** Opening EXCERPT block **
Longer Screws Can Reduce the Stress on the Upper Instrumented Vertebra With Long Spinal Fusion Surgery: A Finite Element Analysis Study

Introduction

It has been reported that proximal junctional kyphosis (PJK), a common complication of adult spinal deformity (ASD) surgery, occurs in 66% of patients within 3 months after surgery and 80% of patients within 18 months after surgery.^1,2 However, most of the patients are asymptomatic. Proximal junctional failure (PJF) refers to fractures, severe PJK, junctional ruptures, and junctional spinal stenosis, occurring at rates of 4-15%.^3-6 Upper instrumented vertebra (UIV) fractures can cause severe neurological symptoms and spinal cord injuries although the UIV is generally determined in the thoracic spine to exceed the apical vertebrae of kyphosis in ASD surgery.^7-9 Therefore, it is very important to prevent these fractures. Park et al reported that bicortical fixation at the UIV risks fracturing the UIV in ASD surgery. ¹⁰ They suggested that the incidence of UIV fractures in unicortical fixation was 0%, while that in bicortical fixation was 42.9%. Similar results were demonstrated by Wui et al using finite element analysis (FEA). ¹¹ However, these studies did not consider the length of the pedicle screws (PS). In fact, when using longer screws in the vertebral body, less stress is placed on the vertebral body. Oe et al reported that higher occupancy rate of PS (ORPS) in the vertebral body of the UIV prevented UIV fracture in patients undergoing ASD surgery, and the cutoff value was 73%. ⁹ There are few studies investigating the stress on the UIV according to screw length in long spinal instrumented fusion, and this is difficult to test in clinical practice. Biomechanical studies such as FEA are needed because they make it possible to investigate differences in stress applied to the UIV by changing the screw length under similar conditions. However, no studies have investigated this biomechanically. The usefulness of FEA has been reported in many studies.^12-15 Imai et al reported that FEA can accurately predict bone strength and fracture site in their study using fresh cadaver. ¹⁶ The purpose of the present study was to use FEA to determine differences in loads on the UIV according to differences in length of PS and ORPS in long instrumented fusion surgeries.
** Closing EXCERPT block **
** Opening SUPPLIED DATA block **
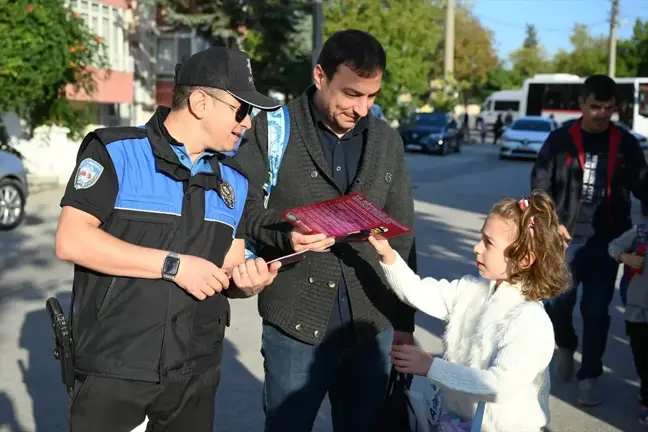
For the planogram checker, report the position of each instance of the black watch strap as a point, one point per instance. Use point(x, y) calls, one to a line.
point(171, 266)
** Closing SUPPLIED DATA block **
**TASK DESCRIPTION:**
Can you continue the introduction about pedicle screw length and stress on the upper instrumented vertebra from the point where it ends?

**RESULT:**
Materials and Methods

FE Model

A nonlinear three-dimensional (3D) FE model of a lumbar spine (L1-S1) was designed using the FE software ADINA (ADINA R&D Inc, Watertown, MA, USA) from a computed tomography scan of a healthy 30-year-old male subject. This FE model is the same model previously used by Natarajan et al. ¹⁷ The articulating surfaces of the facet cartilage were approximated as frictionless 3D contact surfaces. The geometries of the vertebrae and the discs were meshed into a combination of eight-node brick elements and four-node tetrahedron elements. Based on the previous study, the material properties of each structure were modeled as follows; cancelous bone (Young’s modulus 100 MPa, Poisson’s ratio 0.2), cortical bone (Young’s modulus 12 GPa, Poisson’s ratio 0.3), facet cartilage (Young’s modulus 24 MPa, Poisson’s ratio 0.4), Posterior elements (Young’s modulus 3.5 GPa, Poisson’s ratio 0.25), endplate (Young’s modulus 24 MPa, Poisson’s ratio 0.4), and nucleus (Young’s modulus 0.8 MPa, Poisson’s ratio 0.49).^18-22 (Table 1) Mooney—Rivlin hyperelastic material constants in annulus properties were 0.28 in C1 and 0.28 in C2. ¹⁸ The PS, which were set from L2 to S1, and the rod were modeled as titanium alloy (Ti-6AI-4 V, Young’s modulus 127 GPa, Poisson’s ratio 0.3). ¹⁷ The diameter of PS was set as 5.5 mm and the connected rod had a diameter of 6 mm and length of 160 mm. All PS were rigidly connected to the ROD.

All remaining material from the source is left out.